## Extract provided
The distributor is driven off the cam which only makes one rotation to the crank shaft's two rotations. I agree though that it's best to lift a valve cover to make sure you're on the compression stroke and not the exhaust stroke

Roscoe03 10-22-2012 09:03 AM

Quote:

Originally Posted by Sieg (Post 442087)

What spark plug wire separators do you have on your valve covers?....I have been looking for something like those but haven't had luck finding any.

Sieg 10-22-2012 09:48 AM

Quote:

Originally Posted by Roscoe03 (Post 442328)
What spark plug wire separators do you have on your valve covers?....I have been looking for something like those but haven't had luck finding any.

Moroso, pretty common, Summit & Jegs, etc.

Sieg 10-22-2012 09:50 AM

Quote:

Originally Posted by GregWeld (Post 442302)
Yes --- CLOCKWISE.... sorry --- I was trying to THINK and type at the same time... the brain had one picture and the fingers typed what I was thinking not to do!

Should have read my own post before hitting submit.:D

I knew what you meant, it was a good knuckleball you threw me considering the moment. :D

Vince@Meanstreets 10-22-2012 10:52 AM

Poof should verify valve opening. Unless you have a plugged exhaust but pull the valve cover to satisfy 27% of us.

I think you need more timing, oh an be prepared to swap out that power valve. The power valve protection doesn't work as well as they like it to. It's cheap insurance, unless you have a tester.
If you have another throat fire just crank it more. The vaccum create will put it out.

## Request 1
Which post numbers appear in the "Originally Posted by" lines of the engine forum thread? List all of them.
## Request 2
How would you say this sentence from the engine forum thread in Spanish: "The distributor is driven off the cam which only makes one rotation to the crank shaft's two rotations."
## Request 3
In the engine forum thread, which brand does Sieg name for the spark plug wire separators?

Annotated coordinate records
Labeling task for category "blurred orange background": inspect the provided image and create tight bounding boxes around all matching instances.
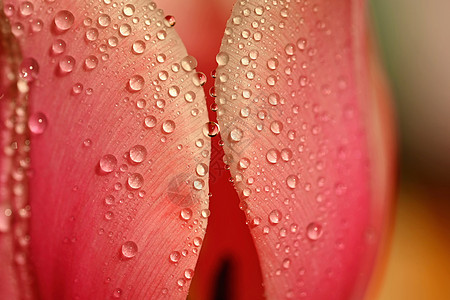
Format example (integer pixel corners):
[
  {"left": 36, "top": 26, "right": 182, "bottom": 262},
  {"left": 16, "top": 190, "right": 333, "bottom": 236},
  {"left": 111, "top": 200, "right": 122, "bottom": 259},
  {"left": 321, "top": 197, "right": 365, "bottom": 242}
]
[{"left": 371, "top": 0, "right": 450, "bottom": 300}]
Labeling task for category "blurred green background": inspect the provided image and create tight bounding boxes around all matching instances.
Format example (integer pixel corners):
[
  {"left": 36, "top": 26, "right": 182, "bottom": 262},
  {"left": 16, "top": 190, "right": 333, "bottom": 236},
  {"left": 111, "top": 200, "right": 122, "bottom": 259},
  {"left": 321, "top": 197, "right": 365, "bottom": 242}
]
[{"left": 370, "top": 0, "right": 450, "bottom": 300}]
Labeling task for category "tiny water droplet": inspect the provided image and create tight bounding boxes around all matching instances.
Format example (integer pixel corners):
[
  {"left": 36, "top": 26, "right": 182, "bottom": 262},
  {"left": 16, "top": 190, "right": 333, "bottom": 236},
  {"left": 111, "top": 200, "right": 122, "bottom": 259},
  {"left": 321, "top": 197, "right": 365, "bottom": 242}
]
---
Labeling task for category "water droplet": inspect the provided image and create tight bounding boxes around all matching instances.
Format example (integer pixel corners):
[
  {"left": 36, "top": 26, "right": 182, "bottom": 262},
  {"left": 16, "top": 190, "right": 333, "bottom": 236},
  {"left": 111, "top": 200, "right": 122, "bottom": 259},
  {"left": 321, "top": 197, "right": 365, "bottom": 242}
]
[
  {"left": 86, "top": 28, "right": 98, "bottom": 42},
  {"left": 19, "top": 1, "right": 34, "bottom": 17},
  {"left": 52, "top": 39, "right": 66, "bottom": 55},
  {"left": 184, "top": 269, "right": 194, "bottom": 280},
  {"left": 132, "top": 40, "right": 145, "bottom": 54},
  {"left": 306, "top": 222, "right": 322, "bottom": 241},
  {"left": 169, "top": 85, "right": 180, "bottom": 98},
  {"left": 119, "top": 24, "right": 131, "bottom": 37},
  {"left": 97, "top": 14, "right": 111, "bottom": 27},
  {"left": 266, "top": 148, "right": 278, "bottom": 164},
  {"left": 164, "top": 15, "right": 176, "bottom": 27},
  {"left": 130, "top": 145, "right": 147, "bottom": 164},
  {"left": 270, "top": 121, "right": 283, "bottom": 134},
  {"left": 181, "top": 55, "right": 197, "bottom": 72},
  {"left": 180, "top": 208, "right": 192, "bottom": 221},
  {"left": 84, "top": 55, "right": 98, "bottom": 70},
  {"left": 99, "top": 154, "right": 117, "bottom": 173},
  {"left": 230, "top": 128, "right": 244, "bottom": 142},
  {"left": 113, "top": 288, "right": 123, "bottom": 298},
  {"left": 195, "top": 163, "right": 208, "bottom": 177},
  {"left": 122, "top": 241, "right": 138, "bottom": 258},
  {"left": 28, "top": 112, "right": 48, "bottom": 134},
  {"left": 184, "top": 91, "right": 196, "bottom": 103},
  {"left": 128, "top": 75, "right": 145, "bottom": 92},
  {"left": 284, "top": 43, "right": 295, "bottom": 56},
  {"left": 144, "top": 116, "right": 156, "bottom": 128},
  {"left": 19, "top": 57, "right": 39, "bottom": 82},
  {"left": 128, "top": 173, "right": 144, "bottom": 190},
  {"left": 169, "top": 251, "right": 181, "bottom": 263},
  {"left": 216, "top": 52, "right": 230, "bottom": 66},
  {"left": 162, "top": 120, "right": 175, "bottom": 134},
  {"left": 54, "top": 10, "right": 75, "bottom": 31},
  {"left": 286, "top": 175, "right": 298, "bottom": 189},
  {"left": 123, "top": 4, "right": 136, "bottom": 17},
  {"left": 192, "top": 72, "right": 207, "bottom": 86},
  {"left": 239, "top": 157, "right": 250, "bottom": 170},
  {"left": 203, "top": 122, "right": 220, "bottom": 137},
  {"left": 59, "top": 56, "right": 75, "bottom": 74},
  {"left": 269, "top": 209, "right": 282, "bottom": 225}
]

## Correct answer 1
442087, 442328, 442302

## Correct answer 2
El distribuidor es accionado por el árbol de levas, que da solo una vuelta por cada dos vueltas del cigüeñal.

## Correct answer 3
Moroso.